- Written instruction: Please return the listing below line for line, changing nothing.

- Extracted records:
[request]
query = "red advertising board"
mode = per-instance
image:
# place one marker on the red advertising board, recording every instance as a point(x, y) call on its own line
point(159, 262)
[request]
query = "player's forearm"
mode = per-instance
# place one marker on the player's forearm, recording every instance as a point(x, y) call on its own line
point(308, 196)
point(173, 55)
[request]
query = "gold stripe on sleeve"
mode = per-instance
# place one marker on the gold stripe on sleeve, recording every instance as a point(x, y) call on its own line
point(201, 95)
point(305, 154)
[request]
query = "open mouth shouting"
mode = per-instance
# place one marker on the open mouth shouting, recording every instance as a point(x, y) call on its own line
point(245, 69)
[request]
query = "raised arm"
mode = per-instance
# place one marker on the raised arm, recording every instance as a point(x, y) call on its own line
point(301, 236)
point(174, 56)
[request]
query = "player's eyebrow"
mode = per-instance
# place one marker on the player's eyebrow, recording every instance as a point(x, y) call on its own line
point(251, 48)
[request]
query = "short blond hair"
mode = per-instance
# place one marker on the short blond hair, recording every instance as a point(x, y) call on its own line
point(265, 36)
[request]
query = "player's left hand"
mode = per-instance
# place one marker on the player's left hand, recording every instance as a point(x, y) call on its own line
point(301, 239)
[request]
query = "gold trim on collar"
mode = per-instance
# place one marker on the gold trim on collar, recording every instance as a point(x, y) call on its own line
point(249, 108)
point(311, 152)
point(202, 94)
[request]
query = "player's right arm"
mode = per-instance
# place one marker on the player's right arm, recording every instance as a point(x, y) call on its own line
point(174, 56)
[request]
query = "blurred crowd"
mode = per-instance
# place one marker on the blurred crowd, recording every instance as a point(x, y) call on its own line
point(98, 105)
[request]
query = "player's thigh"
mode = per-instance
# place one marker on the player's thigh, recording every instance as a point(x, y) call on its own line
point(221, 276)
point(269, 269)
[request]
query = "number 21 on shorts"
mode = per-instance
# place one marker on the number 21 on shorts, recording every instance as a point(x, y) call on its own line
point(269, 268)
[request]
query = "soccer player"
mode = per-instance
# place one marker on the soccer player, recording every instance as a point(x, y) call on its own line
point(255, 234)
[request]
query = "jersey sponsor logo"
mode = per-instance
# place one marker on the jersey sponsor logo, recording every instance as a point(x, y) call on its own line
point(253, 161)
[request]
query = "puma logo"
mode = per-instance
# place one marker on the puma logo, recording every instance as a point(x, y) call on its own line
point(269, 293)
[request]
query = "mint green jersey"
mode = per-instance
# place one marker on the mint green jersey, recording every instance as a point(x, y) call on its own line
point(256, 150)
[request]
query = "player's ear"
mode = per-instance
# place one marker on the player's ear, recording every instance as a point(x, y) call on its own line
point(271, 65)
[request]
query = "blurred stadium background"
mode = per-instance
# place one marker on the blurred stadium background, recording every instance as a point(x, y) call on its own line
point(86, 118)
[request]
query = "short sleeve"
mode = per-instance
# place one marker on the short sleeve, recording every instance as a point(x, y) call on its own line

- Worked solution:
[request]
query = "red advertising board"
mode = per-instance
image:
# place one marker on the red advertising board, recording every instance as a point(x, y) call on its own line
point(159, 262)
[request]
query = "player's forearm"
mode = per-instance
# place one marker on the player's forearm, recording every instance as a point(x, y) call on its own line
point(308, 196)
point(173, 55)
[request]
query = "gold stripe on sleeve"
mode = per-instance
# place one marker on the gold stripe on sleeve, recording every instance as a point(x, y) call on its own line
point(201, 95)
point(305, 154)
[request]
query = "open mouth shouting"
mode = per-instance
# place one marker on the open mouth shouting, recording every instance as a point(x, y) call on its own line
point(245, 69)
[request]
query = "raised arm"
mode = per-instance
# place one marker on the raised arm, recording every instance as a point(x, y) call on its own line
point(301, 236)
point(174, 56)
[request]
query = "player's eyebrow"
mode = per-instance
# place one marker on the player's eyebrow, recording every instance as a point(x, y) call on its own line
point(251, 48)
[request]
query = "short blond hair"
mode = per-instance
# place one marker on the short blond hair, recording every instance as a point(x, y) call on its own line
point(265, 36)
[request]
query = "player's left hand"
mode = per-instance
# place one marker on the player's left hand, recording every instance as a point(x, y) call on its own line
point(301, 239)
[request]
query = "gold trim on collar"
mode = per-instance
# place one marker on the gold trim on collar, recording every instance as a point(x, y) call on its own line
point(249, 108)
point(311, 152)
point(202, 94)
[request]
query = "player's right arm"
mode = per-instance
# place one marker on the player's right arm, recording every instance as a point(x, y) call on its own line
point(174, 56)
[request]
query = "blurred crowd"
mode = per-instance
# place one marker on the blurred crowd, recording every instance as a point(x, y) call on its own line
point(98, 105)
[request]
query = "player's thigh"
mode = per-instance
# place one marker on the player's thigh, recording every instance as a point(x, y) call on its own line
point(221, 276)
point(269, 269)
[request]
query = "number 21 on shorts"
mode = per-instance
# place one marker on the number 21 on shorts, recording every instance as a point(x, y) call on its own line
point(269, 268)
[request]
query = "soccer player"
mode = per-instance
# place one marker on the soccer player, recording every instance as a point(x, y) call on its own line
point(255, 234)
[request]
query = "jersey sponsor logo"
mode = per-instance
# place one marker on the jersey sponsor logo, recording every instance as a point(x, y) call on its own line
point(253, 161)
[request]
query = "puma logo"
mode = per-instance
# place one marker on the puma logo, recording every instance as a point(x, y) call on its own line
point(269, 293)
[request]
query = "mint green jersey"
mode = per-instance
# place one marker on the mint green jersey, recording every instance as a point(x, y) call on its own line
point(256, 150)
[request]
query = "player's ear"
mode = per-instance
# place one marker on the player's ear, recording every instance as a point(x, y) call on its own line
point(271, 65)
[request]
query = "blurred stadium background"
mode = per-instance
# place one marker on the blurred stadium background, recording every instance as a point(x, y) call on its own line
point(86, 118)
[request]
query = "short sleeve"
mode = per-instance
# place one marker on the short sleeve, recording every instance as a point(x, y) call on its own line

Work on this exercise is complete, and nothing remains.